Written task 1 | Count the lines in the records below that contain the string "Give", matching case, and reply with the number alone.

Document segment |
————
This tutorial shows you how to create a fun treasure hunt game for Android devices using the IBM Watson™ Visual Recognition and Text to Speech services, as well as the IBM Cloud™ App ID service.

Learning objectives

This tutorial creates a treasure hunt game in which the player is given the hints to find something and takes a photo of it to pass a level. To give the hints, the Watson Text to Speech service is used. To determine if the player passes the level, custom visual recognition models are built in Watson Studio with data sets of images. This is integrated within the application. The models are trained with Watson Studio. Furthermore, App ID service is used to add authentication to the game, to track players of the game.

Prerequisites

  1. Sign up for an IBM Cloud account
  2. Install Android Studio
  3. A data set for the visual recognition model; use these sample data sets or any data set of your choice

Estimated time

This tutorial takes approximately 20 minutes to complete if you already have an IBM cloud account set up.
————
Extracted material |
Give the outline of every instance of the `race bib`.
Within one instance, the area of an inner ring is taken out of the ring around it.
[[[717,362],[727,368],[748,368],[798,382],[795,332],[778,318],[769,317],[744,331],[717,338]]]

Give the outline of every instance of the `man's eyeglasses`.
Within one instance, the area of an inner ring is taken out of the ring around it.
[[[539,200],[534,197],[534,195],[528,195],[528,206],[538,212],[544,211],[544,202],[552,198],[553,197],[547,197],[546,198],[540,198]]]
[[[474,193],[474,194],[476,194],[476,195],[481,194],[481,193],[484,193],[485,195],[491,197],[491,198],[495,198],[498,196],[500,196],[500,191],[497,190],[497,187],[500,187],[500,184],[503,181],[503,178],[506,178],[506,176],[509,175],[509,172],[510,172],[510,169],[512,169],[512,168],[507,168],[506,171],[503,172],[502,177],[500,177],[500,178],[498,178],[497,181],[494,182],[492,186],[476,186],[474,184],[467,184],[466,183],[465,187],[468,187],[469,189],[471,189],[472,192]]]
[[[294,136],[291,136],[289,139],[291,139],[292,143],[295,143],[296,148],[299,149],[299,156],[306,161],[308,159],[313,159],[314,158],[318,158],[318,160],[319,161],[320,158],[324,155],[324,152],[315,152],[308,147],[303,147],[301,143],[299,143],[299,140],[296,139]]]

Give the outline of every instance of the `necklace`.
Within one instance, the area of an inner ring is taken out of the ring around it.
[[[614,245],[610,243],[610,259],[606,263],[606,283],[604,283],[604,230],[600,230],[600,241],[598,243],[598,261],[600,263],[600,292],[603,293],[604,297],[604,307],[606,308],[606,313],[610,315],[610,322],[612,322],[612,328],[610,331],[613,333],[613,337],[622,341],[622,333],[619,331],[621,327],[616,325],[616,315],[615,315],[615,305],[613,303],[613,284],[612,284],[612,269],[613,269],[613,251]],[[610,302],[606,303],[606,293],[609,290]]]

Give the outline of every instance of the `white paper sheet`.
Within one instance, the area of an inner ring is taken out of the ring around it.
————
Written task 2 | Copy out the treasure hunt tutorial introduction above in full, word for word.

Worked solution 1 | 4

Worked solution 2 |
This tutorial shows you how to create a fun treasure hunt game for Android devices using the IBM Watson™ Visual Recognition and Text to Speech services, as well as the IBM Cloud™ App ID service.

Learning objectives

This tutorial creates a treasure hunt game in which the player is given the hints to find something and takes a photo of it to pass a level. To give the hints, the Watson Text to Speech service is used. To determine if the player passes the level, custom visual recognition models are built in Watson Studio with data sets of images. This is integrated within the application. The models are trained with Watson Studio. Furthermore, App ID service is used to add authentication to the game, to track players of the game.

Prerequisites

  1. Sign up for an IBM Cloud account
  2. Install Android Studio
  3. A data set for the visual recognition model; use these sample data sets or any data set of your choice

Estimated time

This tutorial takes approximately 20 minutes to complete if you already have an IBM cloud account set up.